■ YOUR GOAL ■
Every line of the records below should be restated exactly.

■ INPUT FOR THIS TASK ■
* * *

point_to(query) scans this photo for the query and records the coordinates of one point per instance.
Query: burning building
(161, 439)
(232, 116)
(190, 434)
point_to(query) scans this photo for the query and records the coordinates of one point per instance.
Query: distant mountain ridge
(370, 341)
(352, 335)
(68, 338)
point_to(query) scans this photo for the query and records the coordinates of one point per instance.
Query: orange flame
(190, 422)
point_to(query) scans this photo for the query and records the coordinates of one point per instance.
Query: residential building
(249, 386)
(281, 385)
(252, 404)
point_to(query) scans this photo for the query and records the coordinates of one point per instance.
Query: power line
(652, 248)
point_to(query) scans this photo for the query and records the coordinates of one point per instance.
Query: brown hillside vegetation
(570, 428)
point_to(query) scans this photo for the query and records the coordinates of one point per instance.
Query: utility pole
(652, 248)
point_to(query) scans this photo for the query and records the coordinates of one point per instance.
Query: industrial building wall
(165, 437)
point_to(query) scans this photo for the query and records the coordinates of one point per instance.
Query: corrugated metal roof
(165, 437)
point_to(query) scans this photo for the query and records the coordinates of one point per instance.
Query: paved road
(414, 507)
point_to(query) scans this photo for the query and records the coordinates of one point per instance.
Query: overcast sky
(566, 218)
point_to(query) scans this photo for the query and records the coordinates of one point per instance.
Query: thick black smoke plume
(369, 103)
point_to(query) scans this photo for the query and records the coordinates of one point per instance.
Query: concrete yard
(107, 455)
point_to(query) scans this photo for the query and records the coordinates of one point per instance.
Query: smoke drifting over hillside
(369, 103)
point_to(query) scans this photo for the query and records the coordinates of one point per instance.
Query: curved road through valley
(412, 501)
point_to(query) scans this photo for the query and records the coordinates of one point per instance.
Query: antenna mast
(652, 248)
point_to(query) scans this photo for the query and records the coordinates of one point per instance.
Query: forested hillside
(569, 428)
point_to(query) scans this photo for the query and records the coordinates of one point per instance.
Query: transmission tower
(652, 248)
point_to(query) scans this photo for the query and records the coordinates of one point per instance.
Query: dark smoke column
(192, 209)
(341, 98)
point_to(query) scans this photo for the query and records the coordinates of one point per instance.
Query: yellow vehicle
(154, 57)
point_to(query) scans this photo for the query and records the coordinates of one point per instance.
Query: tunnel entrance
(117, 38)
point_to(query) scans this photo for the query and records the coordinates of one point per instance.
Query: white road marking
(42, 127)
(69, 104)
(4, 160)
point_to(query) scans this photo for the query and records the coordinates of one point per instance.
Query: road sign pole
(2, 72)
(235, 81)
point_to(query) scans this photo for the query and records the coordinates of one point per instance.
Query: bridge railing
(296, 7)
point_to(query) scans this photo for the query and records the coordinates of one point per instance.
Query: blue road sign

* * *

■ EXERCISE RESULT ■
point_to(query) scans this photo for the query and records the coordinates of one point per instance.
Query: burning building
(161, 439)
(232, 116)
(190, 434)
point_to(query) scans this photo for the query and records the coordinates of one point per instance.
Query: distant mountain ridge
(370, 341)
(352, 335)
(68, 338)
point_to(query) scans this photo for the query and records the coordinates of one point per instance.
Query: orange flame
(190, 422)
point_to(query) scans this photo for the query and records the coordinates of one point per instance.
Query: residential building
(249, 386)
(281, 385)
(252, 404)
point_to(query) scans this photo for the query and records the coordinates of one point per instance.
Query: power line
(652, 248)
point_to(query) scans this photo for the query and records the coordinates of one point per instance.
Query: brown hillside vegetation
(570, 428)
point_to(query) scans this photo for the query and records the coordinates of one point per instance.
Query: utility pole
(652, 248)
point_to(query) scans this photo for the query and records the coordinates of one point per instance.
Query: industrial building wall
(165, 437)
point_to(query) scans this photo for the query and records the coordinates of one point per instance.
Query: corrugated metal roof
(165, 437)
point_to(query) scans this photo for the query and records the coordinates of one point per instance.
Query: paved road
(414, 507)
point_to(query) scans this photo for the query and records the coordinates of one point per instance.
Query: overcast sky
(566, 218)
point_to(query) scans this photo for the query and records the coordinates of one point per instance.
Query: thick black smoke plume
(369, 103)
point_to(query) scans this photo for the query and records the coordinates of one point per instance.
Query: concrete yard
(107, 455)
point_to(query) scans this photo for the query and records the coordinates of one point per instance.
Query: smoke drifting over hillside
(369, 103)
point_to(query) scans this photo for the query and records the coordinates of one point per instance.
Query: curved road through valley
(412, 501)
point_to(query) scans this photo for the query and records the coordinates of one point per instance.
Query: antenna mast
(652, 248)
point_to(query) scans this photo for the query and records the coordinates of one point per instance.
Query: forested hillside
(569, 428)
point_to(query) scans this photo for the query and records the coordinates of one point per instance.
Query: transmission tower
(652, 248)
point_to(query) scans this photo for the query and records the coordinates of one point per instance.
Query: dark smoke column
(192, 209)
(341, 98)
point_to(query) scans this photo for the query and records the coordinates of one point per instance.
Query: yellow vehicle
(154, 57)
point_to(query) scans this photo for the query and records the coordinates of one point per instance.
Query: tunnel entrance
(117, 38)
point_to(query) scans this photo for the query and records the coordinates of one point per instance.
Query: white road marking
(42, 127)
(69, 104)
(4, 160)
point_to(query) scans this photo for the query and records the coordinates of one point per instance.
Query: road sign pole
(2, 72)
(235, 81)
point_to(query) scans this photo for the query and records the coordinates of one point per instance.
Query: bridge railing
(296, 7)
point_to(query) scans this photo for the query and records the coordinates of one point per instance.
Query: blue road sign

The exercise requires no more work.